__AIM__
Count the lines in the items below that contain the string "background", matching case exactly, and reply with the number alone.

Extracted data entries
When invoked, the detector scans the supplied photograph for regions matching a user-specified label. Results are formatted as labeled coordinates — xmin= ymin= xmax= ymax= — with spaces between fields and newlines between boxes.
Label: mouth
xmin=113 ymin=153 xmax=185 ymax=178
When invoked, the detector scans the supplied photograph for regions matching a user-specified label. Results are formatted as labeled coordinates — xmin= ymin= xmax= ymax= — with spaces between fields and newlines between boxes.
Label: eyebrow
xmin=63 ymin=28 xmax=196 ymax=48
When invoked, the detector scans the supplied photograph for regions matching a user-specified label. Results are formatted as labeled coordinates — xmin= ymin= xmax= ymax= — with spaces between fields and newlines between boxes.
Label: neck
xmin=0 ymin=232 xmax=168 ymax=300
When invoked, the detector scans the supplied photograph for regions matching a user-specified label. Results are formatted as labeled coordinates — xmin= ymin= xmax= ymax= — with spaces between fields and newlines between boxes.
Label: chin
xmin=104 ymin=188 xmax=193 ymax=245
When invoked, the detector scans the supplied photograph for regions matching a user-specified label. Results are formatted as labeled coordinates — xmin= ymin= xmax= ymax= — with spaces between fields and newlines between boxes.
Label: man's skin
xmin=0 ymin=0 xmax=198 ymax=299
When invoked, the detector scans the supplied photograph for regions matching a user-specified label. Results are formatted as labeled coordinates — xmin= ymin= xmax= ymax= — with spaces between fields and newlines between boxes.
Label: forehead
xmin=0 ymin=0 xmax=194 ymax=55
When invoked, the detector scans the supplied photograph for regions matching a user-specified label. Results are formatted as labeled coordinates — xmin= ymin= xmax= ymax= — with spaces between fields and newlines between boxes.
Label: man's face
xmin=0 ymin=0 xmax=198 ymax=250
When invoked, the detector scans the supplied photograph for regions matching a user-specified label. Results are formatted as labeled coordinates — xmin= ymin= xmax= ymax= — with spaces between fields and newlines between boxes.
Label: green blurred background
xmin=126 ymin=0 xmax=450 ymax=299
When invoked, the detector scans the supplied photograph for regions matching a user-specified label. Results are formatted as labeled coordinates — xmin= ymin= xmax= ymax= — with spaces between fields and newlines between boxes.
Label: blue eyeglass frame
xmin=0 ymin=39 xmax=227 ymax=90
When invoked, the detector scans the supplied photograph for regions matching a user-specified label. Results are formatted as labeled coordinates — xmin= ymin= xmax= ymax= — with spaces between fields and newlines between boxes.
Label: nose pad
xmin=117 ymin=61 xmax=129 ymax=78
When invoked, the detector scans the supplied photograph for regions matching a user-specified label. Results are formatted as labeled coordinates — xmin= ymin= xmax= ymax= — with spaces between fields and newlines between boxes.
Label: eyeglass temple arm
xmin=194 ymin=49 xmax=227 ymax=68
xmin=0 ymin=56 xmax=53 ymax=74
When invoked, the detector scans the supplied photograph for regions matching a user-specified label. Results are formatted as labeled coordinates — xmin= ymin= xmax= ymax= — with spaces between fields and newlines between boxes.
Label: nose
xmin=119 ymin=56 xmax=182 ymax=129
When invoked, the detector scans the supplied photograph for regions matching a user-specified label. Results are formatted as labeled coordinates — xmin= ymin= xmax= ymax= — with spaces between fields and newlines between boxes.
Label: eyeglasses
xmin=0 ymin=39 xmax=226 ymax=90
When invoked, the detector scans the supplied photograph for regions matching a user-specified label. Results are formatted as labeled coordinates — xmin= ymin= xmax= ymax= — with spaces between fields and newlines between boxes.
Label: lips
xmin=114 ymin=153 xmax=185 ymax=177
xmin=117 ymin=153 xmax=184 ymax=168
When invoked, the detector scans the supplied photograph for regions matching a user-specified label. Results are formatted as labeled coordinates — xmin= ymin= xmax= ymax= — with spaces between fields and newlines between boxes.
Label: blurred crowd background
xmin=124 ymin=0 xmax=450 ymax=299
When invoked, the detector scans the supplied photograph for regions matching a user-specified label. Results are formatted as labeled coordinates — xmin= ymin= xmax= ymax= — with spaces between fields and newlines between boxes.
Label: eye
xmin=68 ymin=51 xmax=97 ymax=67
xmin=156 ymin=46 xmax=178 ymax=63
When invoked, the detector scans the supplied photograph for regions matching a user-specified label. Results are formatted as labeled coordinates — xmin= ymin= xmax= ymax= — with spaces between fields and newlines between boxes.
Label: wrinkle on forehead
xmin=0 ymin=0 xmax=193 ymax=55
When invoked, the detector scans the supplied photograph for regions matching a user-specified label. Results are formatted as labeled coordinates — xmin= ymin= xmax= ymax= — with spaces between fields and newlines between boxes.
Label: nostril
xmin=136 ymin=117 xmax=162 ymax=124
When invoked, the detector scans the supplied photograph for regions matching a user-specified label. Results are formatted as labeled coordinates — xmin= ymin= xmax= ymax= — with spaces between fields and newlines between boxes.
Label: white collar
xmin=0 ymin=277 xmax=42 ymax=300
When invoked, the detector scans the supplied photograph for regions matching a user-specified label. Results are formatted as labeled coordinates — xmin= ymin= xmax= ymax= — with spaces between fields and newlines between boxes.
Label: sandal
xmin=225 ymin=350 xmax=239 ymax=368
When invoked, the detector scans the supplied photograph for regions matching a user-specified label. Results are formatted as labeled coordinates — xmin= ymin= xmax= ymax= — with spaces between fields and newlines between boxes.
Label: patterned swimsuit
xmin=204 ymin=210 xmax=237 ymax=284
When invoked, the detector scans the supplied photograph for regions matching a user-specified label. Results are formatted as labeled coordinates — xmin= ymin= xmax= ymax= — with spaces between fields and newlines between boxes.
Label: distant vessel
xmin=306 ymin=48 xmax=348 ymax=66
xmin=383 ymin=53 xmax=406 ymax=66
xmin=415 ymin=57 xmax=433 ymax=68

__RESULT FOR THIS TASK__
2